WORK TO COMPLETE:
Please extract the passage from the Japan tourism article exactly as it appears, starting at "The cap, however, is" and ending at "G7 major nations.".

For the first time in two years, Japan on Friday reopened its borders to some foreign tourists as it continues to take steps to increase inbound tourism to support the economy as concerns over the Covid-19 pandemic ease.
The government initially opened its borders to tourists from 98 countries and regions on guided tours, with the countries and regions deemed eligible owing to their low risk of Covid-19, reports Xinhua news agency.
Such countries include the US, Britain, China, South Korea, Indonesia and Thailand.
Foreign visitors from this group are exempt from Covid-19 testing upon arrival in Japan and do not need to quarantine for any period of time.
This applies to travellers even if they are unvaccinated against the virus.
The cap, however, is for 20,000 foreign visitors to be allowed into the country per day.
Towards the end of June, the government has said that it expects full-scale tourism to resume, although it remains concerned about a possible spike in infections as more foreign guests arrive from overseas.
In April, the estimated number of foreign visitors to Japan was down 95.2 percent from the same month in 2019 at 139,500 people, the government said in May.
Japan's strict border controls have been heavily criticized by educational institutions and business lobbies as being unnecessarily draconian. In a shift of pace, Japan is now looking to bring its border protocols in line with other G7 major nations.
Business leaders have called on the government to gradually reopen to inbound tourists to help revive the pandemic-hit economy, and Prime Minister Fumio Kishida has given assurances that Japan will ease border controls "in stages" to bring them on par with other G7 nations.

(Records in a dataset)
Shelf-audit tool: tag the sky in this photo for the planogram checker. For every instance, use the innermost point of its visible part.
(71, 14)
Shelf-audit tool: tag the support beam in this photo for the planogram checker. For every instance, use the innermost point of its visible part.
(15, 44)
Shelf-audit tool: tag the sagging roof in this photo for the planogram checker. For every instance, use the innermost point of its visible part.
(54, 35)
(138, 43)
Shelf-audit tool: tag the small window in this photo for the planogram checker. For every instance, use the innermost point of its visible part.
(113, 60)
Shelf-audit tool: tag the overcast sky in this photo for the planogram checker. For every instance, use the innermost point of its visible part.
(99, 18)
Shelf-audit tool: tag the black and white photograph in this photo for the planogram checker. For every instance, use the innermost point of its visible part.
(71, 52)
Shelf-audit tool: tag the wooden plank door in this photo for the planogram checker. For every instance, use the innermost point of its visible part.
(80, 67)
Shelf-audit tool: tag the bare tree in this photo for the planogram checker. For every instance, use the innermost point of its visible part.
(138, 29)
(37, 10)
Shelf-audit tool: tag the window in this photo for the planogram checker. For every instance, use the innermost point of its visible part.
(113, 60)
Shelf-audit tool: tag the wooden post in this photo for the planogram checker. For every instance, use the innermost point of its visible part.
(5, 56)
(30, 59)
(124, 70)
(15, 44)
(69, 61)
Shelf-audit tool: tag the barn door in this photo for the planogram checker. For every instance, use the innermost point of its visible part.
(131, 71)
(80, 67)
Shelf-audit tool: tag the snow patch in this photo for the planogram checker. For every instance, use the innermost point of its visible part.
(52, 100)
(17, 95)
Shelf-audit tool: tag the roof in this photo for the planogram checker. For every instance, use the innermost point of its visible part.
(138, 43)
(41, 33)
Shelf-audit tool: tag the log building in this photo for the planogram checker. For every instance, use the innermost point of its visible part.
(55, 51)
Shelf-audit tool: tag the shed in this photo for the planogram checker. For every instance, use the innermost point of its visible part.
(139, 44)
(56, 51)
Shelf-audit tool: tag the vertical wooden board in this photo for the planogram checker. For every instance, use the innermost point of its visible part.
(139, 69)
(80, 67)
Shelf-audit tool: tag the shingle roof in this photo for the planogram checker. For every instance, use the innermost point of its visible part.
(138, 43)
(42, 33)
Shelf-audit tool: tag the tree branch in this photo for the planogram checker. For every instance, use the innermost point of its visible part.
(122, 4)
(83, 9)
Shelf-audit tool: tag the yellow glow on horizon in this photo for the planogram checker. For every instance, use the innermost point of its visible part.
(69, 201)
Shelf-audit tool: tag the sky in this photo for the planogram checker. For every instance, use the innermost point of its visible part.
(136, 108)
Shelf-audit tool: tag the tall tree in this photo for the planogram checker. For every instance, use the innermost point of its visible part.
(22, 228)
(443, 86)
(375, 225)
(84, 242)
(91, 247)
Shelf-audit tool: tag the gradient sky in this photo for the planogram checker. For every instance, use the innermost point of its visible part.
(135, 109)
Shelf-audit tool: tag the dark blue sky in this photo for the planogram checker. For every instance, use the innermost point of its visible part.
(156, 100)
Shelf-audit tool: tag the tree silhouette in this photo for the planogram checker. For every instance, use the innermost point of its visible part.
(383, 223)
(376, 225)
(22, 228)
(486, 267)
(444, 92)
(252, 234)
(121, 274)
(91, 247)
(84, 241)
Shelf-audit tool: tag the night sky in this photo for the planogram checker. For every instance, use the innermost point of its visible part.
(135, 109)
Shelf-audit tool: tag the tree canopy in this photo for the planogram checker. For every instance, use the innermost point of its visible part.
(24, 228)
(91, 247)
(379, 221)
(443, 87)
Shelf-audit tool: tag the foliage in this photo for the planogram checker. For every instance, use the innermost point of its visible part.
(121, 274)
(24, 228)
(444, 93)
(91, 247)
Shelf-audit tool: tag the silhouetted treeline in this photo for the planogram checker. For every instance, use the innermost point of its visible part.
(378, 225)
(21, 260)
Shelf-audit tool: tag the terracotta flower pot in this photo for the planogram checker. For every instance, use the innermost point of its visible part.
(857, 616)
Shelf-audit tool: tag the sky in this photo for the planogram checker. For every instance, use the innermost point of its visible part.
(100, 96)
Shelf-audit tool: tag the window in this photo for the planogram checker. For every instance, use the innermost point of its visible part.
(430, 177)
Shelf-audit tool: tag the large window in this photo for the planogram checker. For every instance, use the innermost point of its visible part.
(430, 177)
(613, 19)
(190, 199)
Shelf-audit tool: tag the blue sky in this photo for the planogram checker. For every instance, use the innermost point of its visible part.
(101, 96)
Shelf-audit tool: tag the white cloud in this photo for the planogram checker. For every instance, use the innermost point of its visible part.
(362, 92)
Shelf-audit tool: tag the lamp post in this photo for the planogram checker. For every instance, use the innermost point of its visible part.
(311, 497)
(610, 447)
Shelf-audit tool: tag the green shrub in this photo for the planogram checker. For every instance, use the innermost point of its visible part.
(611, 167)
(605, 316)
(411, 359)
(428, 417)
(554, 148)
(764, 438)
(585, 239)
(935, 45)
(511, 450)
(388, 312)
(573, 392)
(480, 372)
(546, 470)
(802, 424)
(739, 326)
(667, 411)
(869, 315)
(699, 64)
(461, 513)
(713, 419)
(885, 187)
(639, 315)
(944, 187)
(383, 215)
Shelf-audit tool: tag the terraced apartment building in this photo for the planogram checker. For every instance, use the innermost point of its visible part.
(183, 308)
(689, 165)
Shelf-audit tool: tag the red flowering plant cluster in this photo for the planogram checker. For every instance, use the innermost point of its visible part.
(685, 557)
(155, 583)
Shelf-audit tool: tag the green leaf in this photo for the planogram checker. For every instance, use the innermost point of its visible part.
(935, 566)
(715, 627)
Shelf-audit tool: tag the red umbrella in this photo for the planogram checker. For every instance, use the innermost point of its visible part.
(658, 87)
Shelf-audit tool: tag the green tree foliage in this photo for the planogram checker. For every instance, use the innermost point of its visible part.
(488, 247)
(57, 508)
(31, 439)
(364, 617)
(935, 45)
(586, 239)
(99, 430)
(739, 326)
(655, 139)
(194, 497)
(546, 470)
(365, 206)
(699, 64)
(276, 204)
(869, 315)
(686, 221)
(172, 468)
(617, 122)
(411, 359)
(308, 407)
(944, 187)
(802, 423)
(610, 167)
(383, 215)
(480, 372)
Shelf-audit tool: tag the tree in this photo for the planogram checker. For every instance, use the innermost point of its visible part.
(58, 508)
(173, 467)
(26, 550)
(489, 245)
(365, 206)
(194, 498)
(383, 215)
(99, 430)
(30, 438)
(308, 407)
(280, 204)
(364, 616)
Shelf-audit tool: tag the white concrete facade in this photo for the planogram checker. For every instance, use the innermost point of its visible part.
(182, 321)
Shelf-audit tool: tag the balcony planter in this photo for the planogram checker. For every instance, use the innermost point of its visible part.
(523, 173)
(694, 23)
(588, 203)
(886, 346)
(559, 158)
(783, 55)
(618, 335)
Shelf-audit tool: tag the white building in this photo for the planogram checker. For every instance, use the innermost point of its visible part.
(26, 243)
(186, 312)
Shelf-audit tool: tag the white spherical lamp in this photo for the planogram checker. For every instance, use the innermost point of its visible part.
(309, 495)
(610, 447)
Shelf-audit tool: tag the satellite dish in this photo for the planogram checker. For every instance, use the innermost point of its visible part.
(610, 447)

ANSWER SPACE:
The cap, however, is for 20,000 foreign visitors to be allowed into the country per day.
Towards the end of June, the government has said that it expects full-scale tourism to resume, although it remains concerned about a possible spike in infections as more foreign guests arrive from overseas.
In April, the estimated number of foreign visitors to Japan was down 95.2 percent from the same month in 2019 at 139,500 people, the government said in May.
Japan's strict border controls have been heavily criticized by educational institutions and business lobbies as being unnecessarily draconian. In a shift of pace, Japan is now looking to bring its border protocols in line with other G7 major nations.